> [Required work]
Reproduce each of the lines below word for word, leaving nothing out and changing nothing.

> [Materials provided]
►

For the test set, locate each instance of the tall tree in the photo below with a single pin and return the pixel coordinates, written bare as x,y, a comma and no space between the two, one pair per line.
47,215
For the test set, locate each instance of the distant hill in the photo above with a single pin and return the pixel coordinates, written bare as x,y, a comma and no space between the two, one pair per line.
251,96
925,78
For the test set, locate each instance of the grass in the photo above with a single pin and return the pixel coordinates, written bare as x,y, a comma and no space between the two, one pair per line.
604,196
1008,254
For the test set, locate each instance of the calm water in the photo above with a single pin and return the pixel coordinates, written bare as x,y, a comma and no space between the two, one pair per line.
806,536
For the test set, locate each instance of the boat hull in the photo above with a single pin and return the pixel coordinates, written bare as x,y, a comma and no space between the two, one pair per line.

◄

> [Completed exercise]
For the test set, locate each instance of the tall tree in the photo below with a single pin and return the pixel coordinates, written bare as x,y, a comma and no space between the two, one pair per line.
47,215
For the test set, locate each instance of the distant hill in the photo above with a single pin and return the pixel coordinates, written bare as x,y, a comma and no space between the two, one pair per line.
251,96
925,78
For the test set, locate each instance of the grass in the photo above with a single pin and return the pixel coordinates, written bare as x,y, a comma and no space between the two, one pair per line.
604,196
1008,254
For the test set, locate each instance of the calm water in the photo above with a single pin and return the pixel coordinates, written bare as x,y, a comma and no space between the two, one pair per line.
806,536
For the test set, locate each instance of the boat hull in the photo above with a single pin and return the pixel coordinates, written bare as x,y, a comma and no space between the two, one pair per line.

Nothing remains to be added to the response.